Exercise text
○ ○ ○ ○ ○ ○ ○
I’ve been warned.

How after someone very close to you passes, where you’re first in mourning, then experiencing major grief, after a certain time period you suddenly begin to get a bit stronger, then you reach a low point. Then you’re okay again, then you’re not. Kind of like riding a wave. It’s happening. An ebb and a flow. High tide and low tide. I suppose lack of sleep and sometimes not eating properly doesn’t help the situation.
I know what I’m supposed to do. Just go with the flow and ride it out, hoping for the time when the memories will become pleasant instead of painful. Actually they’re not really painful because most are joyful, but it’s in the joyfulness of remembering what was good that brings on sadness if that makes sense. For me it’s the physical loss of the person who’s no longer here for himself, not just for me. It’s his loss even more so than mine. What hurts most is the person having lost the fight and having lost hope. It seems in the end you never really know the truth. Whether they came to terms and finally let go with acceptance. As for the rest of us, we have to continue to live our lives. That’s where I’m at.

It may also have something to do with yesterday, sitting for hours finally clearing out a locker space filled to the brim with stuff I haven’t seen in many years. In an over-heated room no less. And sorting into 3 almost equal piles, suitcases and boxes filled with clothing, equipment, photos, etc. 1)keepers 2)salvation army 3)dumpster. And who keeps every single report card they ever had? It went into the “keeper” pile (just in case one day I want to remember how well (or not) I did in math in Grade 3). And re-discovering a photo album with amazing memories from Egypt & Israel then going home and turning on the news only to be shocked and saddened about the senseless killings in Egypt. Which puts everything into perspective.

So after a restless night of a little doggy waking me up 3 times to go out (at least she woke me; smart girl – better than the alternative) I have not been able to get back to sleep. And I couldn’t make up my mind what to eat for dinner and didn’t feel like cooking or even seeing anyone. So I ended up going to my favorite cheese shop and getting the grab-bag (they choose for you), then my favorite pastry shop and getting a fresh baked baguette (white bread, no less), and a little pumpkin pie and on the way home stopping at yet another local place for homemade cookies. I chose 3 kinds – heart shaped jam filled, chocolate/marzipan + coconut macaroon. I don’t feel too guilty cause due to no effort of my own I lost 6 lbs. without even trying. Although for health reasons I don’t intend to make a habit out of this. So if I gain 3 back tonight so what.
On my way home, feeling like I could use a little therapy, I stopped by the local wine shop for a sampling of a wine called “therapy”. After 4 sips (from 4 different bottles) I could already feel it. No more for me.
I realize this is a “self-care” post. So I don’t know if my message is clear or if I even have a message. If there is one, it’s just that sometimes you just have to give in to what is and not question why. Sometimes self-care is doing what feels right, right at the moment.
After all, tomorrow is another day, godammit.
○ ○ ○ ○ ○ ○ ○
Provided information
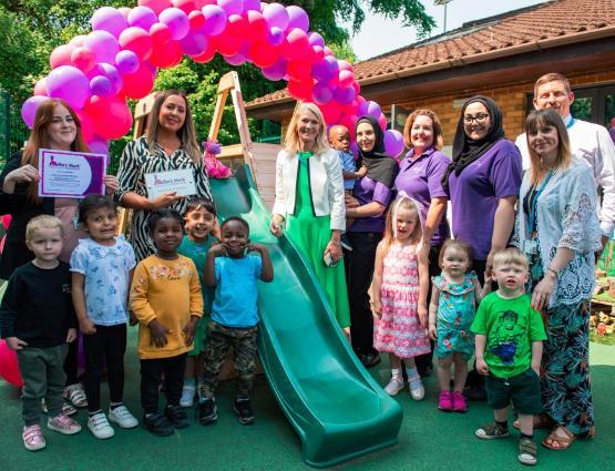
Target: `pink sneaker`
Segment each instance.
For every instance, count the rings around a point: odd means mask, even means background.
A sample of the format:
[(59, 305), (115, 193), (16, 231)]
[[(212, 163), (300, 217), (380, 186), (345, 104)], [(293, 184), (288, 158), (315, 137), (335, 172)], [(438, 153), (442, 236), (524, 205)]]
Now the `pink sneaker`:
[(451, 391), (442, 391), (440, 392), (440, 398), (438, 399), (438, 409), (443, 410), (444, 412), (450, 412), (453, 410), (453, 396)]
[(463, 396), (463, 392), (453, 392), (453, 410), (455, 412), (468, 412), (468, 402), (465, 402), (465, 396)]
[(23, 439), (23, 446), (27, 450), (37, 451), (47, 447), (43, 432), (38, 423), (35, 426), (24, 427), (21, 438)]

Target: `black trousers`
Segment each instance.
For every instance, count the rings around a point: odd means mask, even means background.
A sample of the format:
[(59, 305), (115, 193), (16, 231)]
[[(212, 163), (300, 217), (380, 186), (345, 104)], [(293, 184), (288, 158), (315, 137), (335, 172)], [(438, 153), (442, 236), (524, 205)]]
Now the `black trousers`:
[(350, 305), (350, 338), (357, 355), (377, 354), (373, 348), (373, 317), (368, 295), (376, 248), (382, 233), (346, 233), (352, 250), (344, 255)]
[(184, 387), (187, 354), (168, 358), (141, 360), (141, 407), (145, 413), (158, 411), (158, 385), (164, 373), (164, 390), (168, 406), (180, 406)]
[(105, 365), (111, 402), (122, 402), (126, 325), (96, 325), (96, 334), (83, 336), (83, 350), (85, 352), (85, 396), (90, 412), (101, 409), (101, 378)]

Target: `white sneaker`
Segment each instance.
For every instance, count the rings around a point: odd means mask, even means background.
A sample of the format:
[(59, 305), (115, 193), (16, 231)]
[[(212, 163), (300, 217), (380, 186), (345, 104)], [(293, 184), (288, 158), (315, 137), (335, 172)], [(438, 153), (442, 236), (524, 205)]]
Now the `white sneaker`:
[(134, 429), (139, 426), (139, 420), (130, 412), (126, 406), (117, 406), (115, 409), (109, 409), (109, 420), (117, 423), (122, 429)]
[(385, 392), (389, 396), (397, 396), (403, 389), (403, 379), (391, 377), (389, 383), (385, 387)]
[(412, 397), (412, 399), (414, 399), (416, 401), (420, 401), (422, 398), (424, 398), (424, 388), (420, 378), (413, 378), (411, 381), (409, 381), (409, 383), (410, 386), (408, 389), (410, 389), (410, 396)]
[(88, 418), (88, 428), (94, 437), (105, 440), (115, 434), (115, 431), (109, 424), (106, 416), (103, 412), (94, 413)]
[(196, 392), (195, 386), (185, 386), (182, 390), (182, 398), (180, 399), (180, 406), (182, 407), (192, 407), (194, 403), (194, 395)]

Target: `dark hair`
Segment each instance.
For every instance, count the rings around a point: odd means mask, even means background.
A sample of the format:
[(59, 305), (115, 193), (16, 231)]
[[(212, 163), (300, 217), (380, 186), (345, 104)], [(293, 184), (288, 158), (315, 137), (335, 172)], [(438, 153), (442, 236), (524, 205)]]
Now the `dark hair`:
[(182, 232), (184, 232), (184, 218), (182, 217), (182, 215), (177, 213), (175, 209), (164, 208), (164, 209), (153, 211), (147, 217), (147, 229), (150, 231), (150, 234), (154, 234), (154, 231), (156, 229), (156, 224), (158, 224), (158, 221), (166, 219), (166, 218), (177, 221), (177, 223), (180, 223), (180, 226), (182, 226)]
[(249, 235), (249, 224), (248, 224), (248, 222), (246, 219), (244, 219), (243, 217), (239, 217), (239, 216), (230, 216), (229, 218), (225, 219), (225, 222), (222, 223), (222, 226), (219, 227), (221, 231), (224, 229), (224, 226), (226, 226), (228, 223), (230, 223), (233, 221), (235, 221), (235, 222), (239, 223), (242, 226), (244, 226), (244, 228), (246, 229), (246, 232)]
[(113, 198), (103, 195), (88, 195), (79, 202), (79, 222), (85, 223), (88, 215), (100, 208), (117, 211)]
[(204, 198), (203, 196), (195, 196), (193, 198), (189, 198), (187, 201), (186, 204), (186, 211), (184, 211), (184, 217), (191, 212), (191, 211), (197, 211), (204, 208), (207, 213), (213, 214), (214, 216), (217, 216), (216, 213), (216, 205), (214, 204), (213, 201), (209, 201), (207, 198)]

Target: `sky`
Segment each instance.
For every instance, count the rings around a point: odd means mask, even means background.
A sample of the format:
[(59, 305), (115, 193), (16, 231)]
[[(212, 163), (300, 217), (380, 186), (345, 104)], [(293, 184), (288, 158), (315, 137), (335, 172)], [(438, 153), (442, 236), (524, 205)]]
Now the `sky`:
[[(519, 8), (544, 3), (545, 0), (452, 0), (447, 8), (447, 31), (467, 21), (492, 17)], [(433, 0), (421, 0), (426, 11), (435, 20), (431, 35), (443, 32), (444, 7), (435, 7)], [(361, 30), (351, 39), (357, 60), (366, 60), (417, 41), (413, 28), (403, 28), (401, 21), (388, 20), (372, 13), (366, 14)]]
○ ○ ○ ○ ○ ○ ○
What is expected
Copy the passage of the grief post from "So after a restless" up to and including "tonight so what.", word for word.

Task solution
So after a restless night of a little doggy waking me up 3 times to go out (at least she woke me; smart girl – better than the alternative) I have not been able to get back to sleep. And I couldn’t make up my mind what to eat for dinner and didn’t feel like cooking or even seeing anyone. So I ended up going to my favorite cheese shop and getting the grab-bag (they choose for you), then my favorite pastry shop and getting a fresh baked baguette (white bread, no less), and a little pumpkin pie and on the way home stopping at yet another local place for homemade cookies. I chose 3 kinds – heart shaped jam filled, chocolate/marzipan + coconut macaroon. I don’t feel too guilty cause due to no effort of my own I lost 6 lbs. without even trying. Although for health reasons I don’t intend to make a habit out of this. So if I gain 3 back tonight so what.